I am full of rage at the blatant lies and antisemitism unleashed across the world and in our own Australia. But I will not surrender my compassion for the suffering of the countless innocents — of my people and of Gaza and Lebanon, who did not choose this war and do not support Hamas or Hezbollah.
I strive to emulate our request of God who we ask to let his compassion quench his anger. I have no pity for Hamas fighters and their followers who have given up their humanity, but I weep for the children of Gaza they have so callously endangered and abandoned as they hide in their tunnels and stash their weapons in schools, hospitals, and mosques.
We need to begin to find ways of ending this year of mourning and getting back to our mission to be messengers of meaning, to recognise our own pain, trauma and loss but also that of the countless ordinary people caught up in Gaza and Lebanon in the terrible vortex of loss and bitterness.
Yes, initiated and perpetuated by their own people, Hamas and Hezbollah, but also sometimes brought about by the fierce retribution of Israel.

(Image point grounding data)
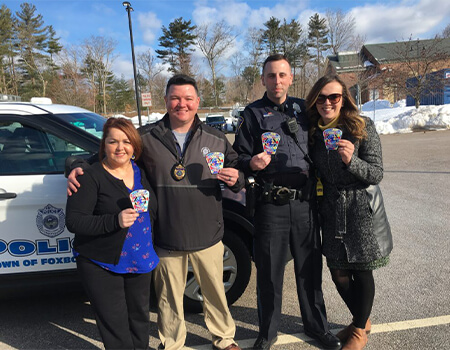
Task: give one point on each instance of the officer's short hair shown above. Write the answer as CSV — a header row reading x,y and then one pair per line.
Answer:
x,y
181,79
275,57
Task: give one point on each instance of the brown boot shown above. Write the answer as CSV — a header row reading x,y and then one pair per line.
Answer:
x,y
357,339
344,333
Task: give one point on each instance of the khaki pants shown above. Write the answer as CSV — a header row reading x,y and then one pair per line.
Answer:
x,y
170,282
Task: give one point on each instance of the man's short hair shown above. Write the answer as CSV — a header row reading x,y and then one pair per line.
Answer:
x,y
275,57
181,79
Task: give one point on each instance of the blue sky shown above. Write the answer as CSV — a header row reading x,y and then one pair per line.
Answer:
x,y
379,21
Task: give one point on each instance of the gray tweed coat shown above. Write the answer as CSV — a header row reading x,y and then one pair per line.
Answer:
x,y
345,213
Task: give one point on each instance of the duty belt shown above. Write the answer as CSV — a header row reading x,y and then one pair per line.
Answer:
x,y
280,195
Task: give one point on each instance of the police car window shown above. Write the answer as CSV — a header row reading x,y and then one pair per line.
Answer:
x,y
25,150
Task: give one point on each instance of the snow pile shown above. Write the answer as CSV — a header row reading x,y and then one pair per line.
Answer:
x,y
410,118
379,104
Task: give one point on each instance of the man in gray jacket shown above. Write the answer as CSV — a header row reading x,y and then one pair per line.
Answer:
x,y
189,221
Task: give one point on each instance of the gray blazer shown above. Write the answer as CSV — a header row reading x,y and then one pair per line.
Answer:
x,y
345,210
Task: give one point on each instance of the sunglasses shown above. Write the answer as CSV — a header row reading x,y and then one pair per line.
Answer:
x,y
333,98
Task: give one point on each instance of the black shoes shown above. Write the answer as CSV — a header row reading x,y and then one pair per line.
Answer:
x,y
328,340
263,344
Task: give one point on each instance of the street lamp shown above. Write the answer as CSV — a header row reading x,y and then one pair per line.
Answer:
x,y
128,8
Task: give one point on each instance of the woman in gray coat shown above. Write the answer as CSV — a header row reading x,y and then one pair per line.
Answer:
x,y
349,242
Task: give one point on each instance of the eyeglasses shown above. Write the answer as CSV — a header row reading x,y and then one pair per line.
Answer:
x,y
333,98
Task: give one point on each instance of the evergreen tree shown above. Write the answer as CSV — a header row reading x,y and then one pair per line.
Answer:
x,y
32,42
8,84
271,36
176,41
317,39
53,46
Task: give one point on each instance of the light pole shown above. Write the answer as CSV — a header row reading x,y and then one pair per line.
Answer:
x,y
128,8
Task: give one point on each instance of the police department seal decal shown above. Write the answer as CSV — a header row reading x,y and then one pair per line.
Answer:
x,y
50,221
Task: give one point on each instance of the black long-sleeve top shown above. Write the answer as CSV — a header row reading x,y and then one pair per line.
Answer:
x,y
92,213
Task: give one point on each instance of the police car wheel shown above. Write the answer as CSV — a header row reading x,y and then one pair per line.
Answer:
x,y
237,269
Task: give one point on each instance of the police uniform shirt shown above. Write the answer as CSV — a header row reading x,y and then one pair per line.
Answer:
x,y
262,116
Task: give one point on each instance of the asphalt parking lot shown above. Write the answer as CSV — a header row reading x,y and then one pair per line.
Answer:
x,y
412,302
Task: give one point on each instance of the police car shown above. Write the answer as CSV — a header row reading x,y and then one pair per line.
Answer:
x,y
35,247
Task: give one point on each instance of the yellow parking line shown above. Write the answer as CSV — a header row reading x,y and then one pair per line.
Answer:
x,y
284,339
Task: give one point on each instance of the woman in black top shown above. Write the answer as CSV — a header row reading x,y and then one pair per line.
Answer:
x,y
113,238
348,239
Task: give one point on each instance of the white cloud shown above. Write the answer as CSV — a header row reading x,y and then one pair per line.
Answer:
x,y
149,25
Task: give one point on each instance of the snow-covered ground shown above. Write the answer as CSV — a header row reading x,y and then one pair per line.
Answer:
x,y
388,120
402,119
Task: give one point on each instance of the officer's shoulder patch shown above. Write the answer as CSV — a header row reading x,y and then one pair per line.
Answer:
x,y
240,123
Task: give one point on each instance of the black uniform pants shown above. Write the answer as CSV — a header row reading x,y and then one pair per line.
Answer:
x,y
120,303
277,229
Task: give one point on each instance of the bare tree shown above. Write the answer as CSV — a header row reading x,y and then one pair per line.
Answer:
x,y
100,52
213,43
70,87
341,29
446,32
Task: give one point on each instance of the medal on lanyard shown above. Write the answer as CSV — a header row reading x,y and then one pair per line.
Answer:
x,y
178,171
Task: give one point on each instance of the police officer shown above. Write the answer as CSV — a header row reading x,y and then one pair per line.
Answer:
x,y
282,215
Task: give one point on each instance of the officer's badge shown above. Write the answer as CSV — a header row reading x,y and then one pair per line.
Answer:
x,y
240,122
50,221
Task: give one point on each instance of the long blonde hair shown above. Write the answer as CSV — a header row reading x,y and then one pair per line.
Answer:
x,y
349,115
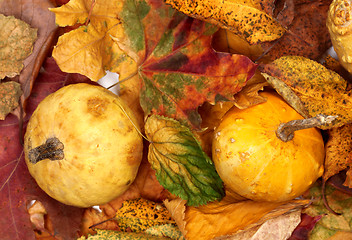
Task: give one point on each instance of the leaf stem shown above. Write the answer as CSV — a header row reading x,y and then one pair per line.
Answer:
x,y
285,131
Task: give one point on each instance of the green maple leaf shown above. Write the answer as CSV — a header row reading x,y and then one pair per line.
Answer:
x,y
180,164
169,52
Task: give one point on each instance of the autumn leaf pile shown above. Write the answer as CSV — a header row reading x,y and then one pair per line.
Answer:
x,y
181,66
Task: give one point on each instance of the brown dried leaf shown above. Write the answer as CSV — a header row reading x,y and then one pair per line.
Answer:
x,y
348,180
16,38
227,216
36,14
338,150
10,93
278,228
249,19
249,96
305,37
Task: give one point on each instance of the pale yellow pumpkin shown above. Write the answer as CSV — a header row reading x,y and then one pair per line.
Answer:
x,y
253,162
93,139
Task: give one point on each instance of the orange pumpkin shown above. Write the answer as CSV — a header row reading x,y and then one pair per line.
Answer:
x,y
253,162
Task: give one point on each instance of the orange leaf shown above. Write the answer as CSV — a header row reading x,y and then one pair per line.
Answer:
x,y
226,217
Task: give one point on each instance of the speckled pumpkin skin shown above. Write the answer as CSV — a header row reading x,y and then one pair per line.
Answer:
x,y
254,163
102,148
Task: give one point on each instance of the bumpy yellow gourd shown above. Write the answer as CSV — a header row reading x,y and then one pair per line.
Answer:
x,y
81,147
253,162
339,24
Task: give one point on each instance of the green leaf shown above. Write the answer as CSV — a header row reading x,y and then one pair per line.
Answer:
x,y
329,224
170,54
180,163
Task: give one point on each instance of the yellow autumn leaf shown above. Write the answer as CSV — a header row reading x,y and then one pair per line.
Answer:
x,y
96,47
245,18
16,44
226,217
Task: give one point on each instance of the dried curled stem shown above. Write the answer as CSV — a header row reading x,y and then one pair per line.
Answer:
x,y
285,131
52,149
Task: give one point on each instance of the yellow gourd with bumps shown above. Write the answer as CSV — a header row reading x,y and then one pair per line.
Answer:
x,y
81,145
253,162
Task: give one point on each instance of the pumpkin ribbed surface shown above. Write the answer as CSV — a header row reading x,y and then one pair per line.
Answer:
x,y
253,162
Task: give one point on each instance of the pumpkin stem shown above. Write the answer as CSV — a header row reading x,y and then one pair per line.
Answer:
x,y
285,131
52,149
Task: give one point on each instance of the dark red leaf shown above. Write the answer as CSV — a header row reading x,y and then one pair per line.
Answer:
x,y
18,188
306,225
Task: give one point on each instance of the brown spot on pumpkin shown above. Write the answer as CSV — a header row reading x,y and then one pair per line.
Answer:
x,y
97,106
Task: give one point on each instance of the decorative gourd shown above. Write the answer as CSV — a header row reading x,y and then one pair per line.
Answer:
x,y
81,145
253,162
339,24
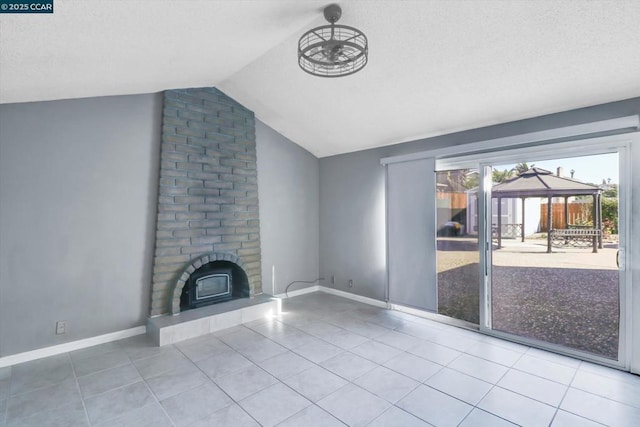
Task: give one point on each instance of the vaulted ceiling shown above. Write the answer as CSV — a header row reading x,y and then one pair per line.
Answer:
x,y
435,66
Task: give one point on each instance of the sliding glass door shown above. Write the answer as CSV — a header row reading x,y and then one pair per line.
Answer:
x,y
458,256
554,243
530,247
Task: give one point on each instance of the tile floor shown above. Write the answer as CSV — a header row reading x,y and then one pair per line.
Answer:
x,y
326,361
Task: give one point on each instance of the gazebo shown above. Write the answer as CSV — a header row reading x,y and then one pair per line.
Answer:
x,y
537,182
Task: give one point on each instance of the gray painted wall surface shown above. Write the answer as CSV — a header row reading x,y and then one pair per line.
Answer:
x,y
288,192
78,191
352,232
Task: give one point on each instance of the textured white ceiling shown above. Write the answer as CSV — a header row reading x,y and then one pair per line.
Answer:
x,y
435,66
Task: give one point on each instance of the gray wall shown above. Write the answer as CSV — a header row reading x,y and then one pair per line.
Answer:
x,y
352,232
289,197
78,185
352,219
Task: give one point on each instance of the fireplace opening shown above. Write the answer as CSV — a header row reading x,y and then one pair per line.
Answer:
x,y
212,283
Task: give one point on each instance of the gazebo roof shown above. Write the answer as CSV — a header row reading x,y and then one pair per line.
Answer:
x,y
537,182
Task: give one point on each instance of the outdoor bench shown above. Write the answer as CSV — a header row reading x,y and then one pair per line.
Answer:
x,y
576,237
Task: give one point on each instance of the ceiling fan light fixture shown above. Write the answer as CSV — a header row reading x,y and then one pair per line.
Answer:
x,y
333,50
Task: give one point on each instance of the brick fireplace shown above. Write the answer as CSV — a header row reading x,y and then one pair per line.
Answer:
x,y
208,192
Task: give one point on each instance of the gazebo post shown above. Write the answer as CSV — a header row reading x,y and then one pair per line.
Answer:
x,y
600,220
522,225
499,223
594,241
549,222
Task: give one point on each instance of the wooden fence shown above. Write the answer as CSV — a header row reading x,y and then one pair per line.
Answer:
x,y
579,213
457,200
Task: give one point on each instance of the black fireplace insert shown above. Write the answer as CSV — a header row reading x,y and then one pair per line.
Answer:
x,y
215,282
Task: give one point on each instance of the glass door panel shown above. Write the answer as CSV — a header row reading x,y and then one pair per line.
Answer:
x,y
554,274
457,256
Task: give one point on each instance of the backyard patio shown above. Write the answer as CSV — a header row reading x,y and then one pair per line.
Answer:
x,y
568,297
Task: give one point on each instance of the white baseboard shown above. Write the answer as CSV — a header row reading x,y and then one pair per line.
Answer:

### TASK REQUIREMENTS
A – Decide whether each statement agrees with the passage on rage and compassion, answering yes or no and quoting the deciding words. (i) The writer has no pity for Hamas fighters and their followers. (ii) The innocents of Gaza and Lebanon chose this war. (iii) The writer says the loss was sometimes brought about by Israel's retribution.
B – Retype the passage on rage and compassion, starting at "I am full of" and ending at "hospitals, and mosques.".

### RESULTS
A –
(i) Yes: "I have no pity for Hamas fighters and their followers who have given up their humanity"
(ii) No: "who did not choose this war and do not support Hamas or Hezbollah"
(iii) Yes: "but also sometimes brought about by the fierce retribution of Israel"

B –
I am full of rage at the blatant lies and antisemitism unleashed across the world and in our own Australia. But I will not surrender my compassion for the suffering of the countless innocents — of my people and of Gaza and Lebanon, who did not choose this war and do not support Hamas or Hezbollah.
I strive to emulate our request of God who we ask to let his compassion quench his anger. I have no pity for Hamas fighters and their followers who have given up their humanity, but I weep for the children of Gaza they have so callously endangered and abandoned as they hide in their tunnels and stash their weapons in schools, hospitals, and mosques.